::: Excerto de texto

1.3 O recurso foi admitido, para subir imediatamente, nos próprios autos e com efeito meramente devolutivo.

1.4 A Representante do Ministério Público junto do Tribunal Administrativo e Fiscal de Beja e o Recorrente contra-alegaram o recurso.

1.4.1 O primeiro sustentou a manutenção do decidido, mas com uma fundamentação totalmente diversa da adoptada na sentença.

Em síntese, para a Procuradora da República, sendo certo que a venda de imóvel em insolvência pode gerar a obrigação de declaração de eventual mais-valias, a qual recairá sobre o insolvente, dos autos não resulta «que a alienação do imóvel tenha sido por valor superior àquele pelo qual tinha sido adquirido pelo insolvente e, desse modo, tenham existido mais-valias, geradoras de imposto e, em consequência, que deveria haver lugar à obrigação declarativa de rendimentos».

::::::

**Enunciado a**
De acordo com o excerto, com que efeito foi admitido o recurso?

::: Dados do exercício

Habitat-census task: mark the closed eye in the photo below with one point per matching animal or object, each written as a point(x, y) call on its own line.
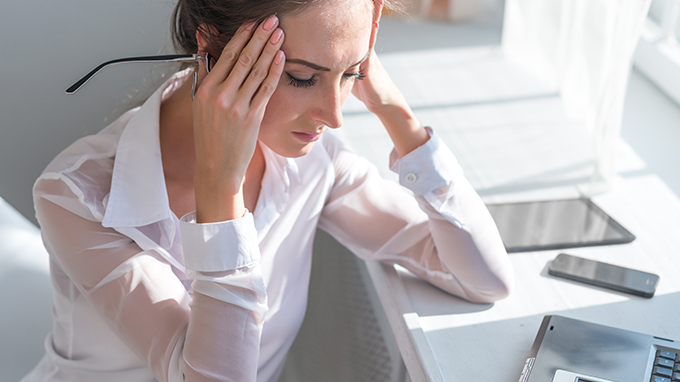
point(300, 82)
point(358, 76)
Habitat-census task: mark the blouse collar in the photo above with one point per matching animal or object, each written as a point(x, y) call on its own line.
point(138, 195)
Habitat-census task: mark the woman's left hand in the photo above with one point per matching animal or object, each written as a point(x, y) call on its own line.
point(382, 97)
point(376, 90)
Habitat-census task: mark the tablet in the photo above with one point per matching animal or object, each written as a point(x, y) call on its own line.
point(556, 224)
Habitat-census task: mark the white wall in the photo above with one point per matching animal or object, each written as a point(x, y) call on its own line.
point(48, 45)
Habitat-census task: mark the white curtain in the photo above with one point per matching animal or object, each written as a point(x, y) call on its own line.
point(583, 48)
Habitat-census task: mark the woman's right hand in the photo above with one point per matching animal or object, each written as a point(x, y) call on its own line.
point(227, 112)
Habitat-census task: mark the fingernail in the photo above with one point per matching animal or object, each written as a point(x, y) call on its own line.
point(279, 57)
point(270, 23)
point(276, 36)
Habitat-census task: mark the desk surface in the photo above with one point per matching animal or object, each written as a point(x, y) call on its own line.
point(498, 136)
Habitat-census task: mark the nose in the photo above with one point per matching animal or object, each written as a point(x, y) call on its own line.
point(327, 109)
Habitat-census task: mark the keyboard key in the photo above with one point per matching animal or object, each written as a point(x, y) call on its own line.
point(666, 354)
point(665, 362)
point(662, 371)
point(656, 378)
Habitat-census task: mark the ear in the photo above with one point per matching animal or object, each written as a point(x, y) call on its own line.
point(202, 34)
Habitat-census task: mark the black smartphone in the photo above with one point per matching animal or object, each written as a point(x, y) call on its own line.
point(604, 275)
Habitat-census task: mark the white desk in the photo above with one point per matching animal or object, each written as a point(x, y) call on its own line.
point(508, 132)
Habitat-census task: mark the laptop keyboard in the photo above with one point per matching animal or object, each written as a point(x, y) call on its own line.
point(666, 366)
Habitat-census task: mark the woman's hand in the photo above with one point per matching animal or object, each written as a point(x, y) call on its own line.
point(227, 112)
point(382, 97)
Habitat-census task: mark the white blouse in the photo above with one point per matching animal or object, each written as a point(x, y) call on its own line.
point(140, 295)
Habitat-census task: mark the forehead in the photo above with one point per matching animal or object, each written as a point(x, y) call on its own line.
point(333, 34)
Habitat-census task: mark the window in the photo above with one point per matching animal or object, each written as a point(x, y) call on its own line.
point(658, 52)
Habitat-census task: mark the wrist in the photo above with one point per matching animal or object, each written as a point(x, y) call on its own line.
point(218, 201)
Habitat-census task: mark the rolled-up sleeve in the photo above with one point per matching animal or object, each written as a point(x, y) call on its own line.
point(440, 230)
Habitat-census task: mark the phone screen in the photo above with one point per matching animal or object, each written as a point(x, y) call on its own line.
point(604, 275)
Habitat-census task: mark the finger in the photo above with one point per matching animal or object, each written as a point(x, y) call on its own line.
point(251, 53)
point(262, 67)
point(268, 86)
point(377, 9)
point(230, 53)
point(374, 34)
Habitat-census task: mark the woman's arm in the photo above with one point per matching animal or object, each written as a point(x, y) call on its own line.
point(442, 231)
point(137, 293)
point(445, 234)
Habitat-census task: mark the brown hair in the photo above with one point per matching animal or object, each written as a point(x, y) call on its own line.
point(226, 16)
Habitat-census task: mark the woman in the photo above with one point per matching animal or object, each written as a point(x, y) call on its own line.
point(240, 156)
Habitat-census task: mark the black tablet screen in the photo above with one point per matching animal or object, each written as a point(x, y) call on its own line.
point(555, 224)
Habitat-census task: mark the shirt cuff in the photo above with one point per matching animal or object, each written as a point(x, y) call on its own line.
point(220, 246)
point(426, 168)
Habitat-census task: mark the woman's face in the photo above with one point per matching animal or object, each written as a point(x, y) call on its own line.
point(324, 46)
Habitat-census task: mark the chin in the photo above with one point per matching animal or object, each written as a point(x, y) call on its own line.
point(292, 152)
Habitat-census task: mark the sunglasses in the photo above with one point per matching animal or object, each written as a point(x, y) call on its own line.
point(162, 58)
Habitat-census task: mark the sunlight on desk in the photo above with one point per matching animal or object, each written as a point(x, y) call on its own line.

::::::

**Enunciado b**
Formate como lista JSON de strings os registos desde a linha que contém "Habitat-census task: mark the woman's face" até ao final dos registos, inclusive, com uma string por linha e sem linhas em branco.

**Resolução escrita a**
Com efeito meramente devolutivo.

**Resolução escrita b**
[
  "Habitat-census task: mark the woman's face in the photo above with one point per matching animal or object, each written as a point(x, y) call on its own line.",
  "point(324, 46)",
  "Habitat-census task: mark the chin in the photo above with one point per matching animal or object, each written as a point(x, y) call on its own line.",
  "point(292, 152)",
  "Habitat-census task: mark the sunglasses in the photo above with one point per matching animal or object, each written as a point(x, y) call on its own line.",
  "point(162, 58)",
  "Habitat-census task: mark the sunlight on desk in the photo above with one point per matching animal or object, each written as a point(x, y) call on its own line."
]